Copy out everything from the line containing "Task: place a pin on each instance of the tie" down to the end of the entries, swapping "red flower" for "pink flower" and leaving the rest unchanged.

#### [Source data]
———

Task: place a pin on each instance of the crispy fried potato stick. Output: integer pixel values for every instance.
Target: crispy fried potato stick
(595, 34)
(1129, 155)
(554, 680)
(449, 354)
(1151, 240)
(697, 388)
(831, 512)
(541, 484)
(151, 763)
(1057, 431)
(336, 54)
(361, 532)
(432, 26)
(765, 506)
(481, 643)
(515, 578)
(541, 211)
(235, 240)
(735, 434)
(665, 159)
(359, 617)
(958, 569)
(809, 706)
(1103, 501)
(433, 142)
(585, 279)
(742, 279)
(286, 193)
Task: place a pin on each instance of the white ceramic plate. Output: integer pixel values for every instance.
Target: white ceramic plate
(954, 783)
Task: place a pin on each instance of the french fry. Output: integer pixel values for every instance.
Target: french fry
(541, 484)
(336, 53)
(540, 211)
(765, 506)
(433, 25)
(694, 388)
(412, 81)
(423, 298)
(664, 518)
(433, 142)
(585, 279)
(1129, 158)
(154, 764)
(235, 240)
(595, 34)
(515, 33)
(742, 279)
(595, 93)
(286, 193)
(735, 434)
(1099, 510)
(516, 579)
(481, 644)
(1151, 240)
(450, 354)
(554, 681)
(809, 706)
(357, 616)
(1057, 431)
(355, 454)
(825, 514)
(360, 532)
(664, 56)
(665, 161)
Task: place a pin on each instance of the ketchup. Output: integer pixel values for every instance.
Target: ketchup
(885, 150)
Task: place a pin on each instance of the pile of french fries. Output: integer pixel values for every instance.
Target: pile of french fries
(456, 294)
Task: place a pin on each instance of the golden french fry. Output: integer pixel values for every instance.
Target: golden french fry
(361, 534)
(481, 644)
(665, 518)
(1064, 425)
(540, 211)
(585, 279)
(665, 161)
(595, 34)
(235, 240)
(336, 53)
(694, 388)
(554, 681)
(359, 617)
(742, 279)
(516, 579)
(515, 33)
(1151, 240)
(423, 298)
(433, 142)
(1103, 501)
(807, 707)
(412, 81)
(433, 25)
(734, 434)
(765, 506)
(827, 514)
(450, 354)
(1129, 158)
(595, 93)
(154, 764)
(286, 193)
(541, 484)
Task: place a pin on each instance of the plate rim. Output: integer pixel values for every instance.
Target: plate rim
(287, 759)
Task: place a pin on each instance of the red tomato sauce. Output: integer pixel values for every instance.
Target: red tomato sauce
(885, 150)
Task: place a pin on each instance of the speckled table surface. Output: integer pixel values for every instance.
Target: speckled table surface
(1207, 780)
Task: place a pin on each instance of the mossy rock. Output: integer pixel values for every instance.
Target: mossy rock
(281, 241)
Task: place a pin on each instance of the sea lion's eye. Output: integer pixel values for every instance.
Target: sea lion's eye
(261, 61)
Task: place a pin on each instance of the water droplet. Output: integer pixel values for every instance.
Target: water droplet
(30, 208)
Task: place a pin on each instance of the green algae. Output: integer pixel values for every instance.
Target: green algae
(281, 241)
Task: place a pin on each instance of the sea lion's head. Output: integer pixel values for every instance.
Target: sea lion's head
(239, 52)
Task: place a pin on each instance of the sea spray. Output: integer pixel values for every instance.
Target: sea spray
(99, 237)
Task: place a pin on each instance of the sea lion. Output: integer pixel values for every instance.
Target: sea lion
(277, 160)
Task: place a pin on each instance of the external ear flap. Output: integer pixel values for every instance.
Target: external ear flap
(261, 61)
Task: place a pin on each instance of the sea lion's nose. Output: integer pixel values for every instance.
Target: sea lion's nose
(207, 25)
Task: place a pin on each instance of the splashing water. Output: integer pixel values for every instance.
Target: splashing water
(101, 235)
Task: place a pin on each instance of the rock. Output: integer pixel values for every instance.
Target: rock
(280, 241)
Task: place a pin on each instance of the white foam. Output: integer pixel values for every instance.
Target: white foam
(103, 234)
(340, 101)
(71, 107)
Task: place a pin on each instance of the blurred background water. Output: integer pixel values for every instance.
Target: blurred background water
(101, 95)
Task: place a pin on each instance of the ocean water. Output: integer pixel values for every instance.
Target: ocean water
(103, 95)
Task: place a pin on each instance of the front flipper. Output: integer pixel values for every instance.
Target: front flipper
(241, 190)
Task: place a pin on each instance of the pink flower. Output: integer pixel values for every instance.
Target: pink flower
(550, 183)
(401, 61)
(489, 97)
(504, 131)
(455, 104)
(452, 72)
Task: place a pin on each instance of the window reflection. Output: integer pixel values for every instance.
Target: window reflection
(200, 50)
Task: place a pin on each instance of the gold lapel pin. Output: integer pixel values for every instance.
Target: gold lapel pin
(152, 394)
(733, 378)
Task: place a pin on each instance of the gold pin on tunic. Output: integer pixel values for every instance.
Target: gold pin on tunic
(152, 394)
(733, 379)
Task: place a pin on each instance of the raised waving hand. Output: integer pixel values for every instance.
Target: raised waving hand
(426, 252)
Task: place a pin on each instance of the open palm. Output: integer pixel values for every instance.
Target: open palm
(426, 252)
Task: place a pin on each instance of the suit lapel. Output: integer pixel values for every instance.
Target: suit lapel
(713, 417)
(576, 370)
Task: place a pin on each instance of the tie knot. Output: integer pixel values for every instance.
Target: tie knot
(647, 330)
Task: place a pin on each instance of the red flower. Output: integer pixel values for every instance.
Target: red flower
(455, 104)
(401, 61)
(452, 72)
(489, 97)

———

#### [Result for this task]
Task: place a pin on each instance of the tie knot. Output: integer pixel values for every instance.
Target: tie knot
(647, 330)
Task: place a pin on each instance of the pink flower. Output: integer pixel values for every instance.
Target: pink flower
(455, 104)
(401, 61)
(452, 72)
(489, 97)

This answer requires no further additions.